*SOURCE PASSAGE*:
· · ·
Hi!
I just noticed that every time I ask for a facet my whole query
behaves like if it were a facet_filer, calculating first the facets
for the whole index and using the query to filter the results instead
of the other way around. I'm not sure if this is an issue, or simply
the way ES works.
I'm made the following experiment on a 10 million doc index:
first I ask for documents with impossible dates
curl -XPOST 'http://localhost:9200/ng_test_10m/_search?
search_type=count&pretty=1' -d'
{
"size": 0,
"query": {
"range": {
"date": {
"from": "2011-07-01T13:00:00Z",
"to": "2011-06-30T14:30:00Z"
}
}
}
}
'
it comes back in 2 milliseconds with no results
{
"took" : 2,
"timed_out" : false,
"_shards" : {
"total" : 5,
"successful" : 5,
"failed" : 0
},
"hits" : {
"total" : 0,
"max_score" : 0.0,
"hits" : [ ]
}
}
but if I take the same query and a facet to some field ( values are an
array of integers )
· · ·
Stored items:
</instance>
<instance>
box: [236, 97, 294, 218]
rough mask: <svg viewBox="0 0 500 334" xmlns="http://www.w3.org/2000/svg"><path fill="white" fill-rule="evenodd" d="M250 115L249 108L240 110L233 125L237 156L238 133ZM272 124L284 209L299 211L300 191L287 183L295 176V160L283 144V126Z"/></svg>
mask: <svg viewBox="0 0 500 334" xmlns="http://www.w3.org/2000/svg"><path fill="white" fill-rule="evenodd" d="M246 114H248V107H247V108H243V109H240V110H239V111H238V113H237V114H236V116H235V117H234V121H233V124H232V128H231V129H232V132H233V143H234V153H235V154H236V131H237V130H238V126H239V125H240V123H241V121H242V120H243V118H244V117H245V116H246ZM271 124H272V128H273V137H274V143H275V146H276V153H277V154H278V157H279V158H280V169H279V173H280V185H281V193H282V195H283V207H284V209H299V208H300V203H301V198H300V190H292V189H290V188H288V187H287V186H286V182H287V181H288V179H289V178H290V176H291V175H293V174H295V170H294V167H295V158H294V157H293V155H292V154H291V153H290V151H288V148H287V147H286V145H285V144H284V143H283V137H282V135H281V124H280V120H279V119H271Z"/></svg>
· · ·
*WHAT YOU WILL DO*: Transcribe the forum post about facets in full, word for word. Work from the forum post about facets and nothing else.

*EXERCISE RESULT*:
Hi!
I just noticed that every time I ask for a facet my whole query
behaves like if it were a facet_filer, calculating first the facets
for the whole index and using the query to filter the results instead
of the other way around. I'm not sure if this is an issue, or simply
the way ES works.
I'm made the following experiment on a 10 million doc index:
first I ask for documents with impossible dates
curl -XPOST 'http://localhost:9200/ng_test_10m/_search?
search_type=count&pretty=1' -d'
{
"size": 0,
"query": {
"range": {
"date": {
"from": "2011-07-01T13:00:00Z",
"to": "2011-06-30T14:30:00Z"
}
}
}
}
'
it comes back in 2 milliseconds with no results
{
"took" : 2,
"timed_out" : false,
"_shards" : {
"total" : 5,
"successful" : 5,
"failed" : 0
},
"hits" : {
"total" : 0,
"max_score" : 0.0,
"hits" : [ ]
}
}
but if I take the same query and a facet to some field ( values are an
array of integers )